*** Opening of TEXT SECTION ***
A Eulogy for Frostie the Snowgoat »
Hi everyone. I have very sad news this morning, I just learned that Frostie, the baby goat Edgar’s Mission recently rescued, has passed away. For those of you who have been following Frostie’s story, you know it’s a story about the triumph of a bright little spirit. When Edgar’s Mission rescued Frostie, he had a terrible lice infestation, was severely dehydrated, and had a debilitating condition called joint navel ill. Frostie couldn’t walk on his own, but Edgar’s Mission was determined to save him and they outfitted him with his own wheelchair. Frostie took to the wheelchair like a champ. And, before we knew it, Frostie was walking—or more like dancing!—on his own.
Like many people, I was taken in by Frostie’s story. I found these two gifs and sent them to everyone I know. I’ve been living off the happy vapors of these gifs for weeks now. I’m sure you can see why:
Frostie in May:
A few weeks later:
Sadly, Frostie would only be with us a short time. In the past 24 hours or so, Edgar’s Mission discovered Frostie was sick; not long after, the poor little guy was gone. Turns out our dear Frostie was “riddled with abscesses” along his spinal column. You can read more on Edgar’s Mission’s Facebook page. But they say it was only in his last hours that Frostie was in pain, so at least we know he probably was just as happy as he looked before then.
*** Close of TEXT SECTION ***
*** Opening of EXTRACTED MATERIAL ***
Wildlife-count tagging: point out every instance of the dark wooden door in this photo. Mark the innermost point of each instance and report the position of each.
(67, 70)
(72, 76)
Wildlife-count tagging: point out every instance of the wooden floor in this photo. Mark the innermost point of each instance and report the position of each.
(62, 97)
*** Close of EXTRACTED MATERIAL ***
» EXERCISE OBJECTIVE
Answer the following questions using the eulogy for Frostie:
(a) Which debilitating condition did Frostie have when Edgar's Mission rescued him?
(b) What was Frostie found to be riddled with along his spinal column?
(c) Where can further information about Frostie's death be read?

» WRITTEN ANSWER
(a) Joint navel ill.
(b) Abscesses.
(c) On Edgar's Mission's Facebook page.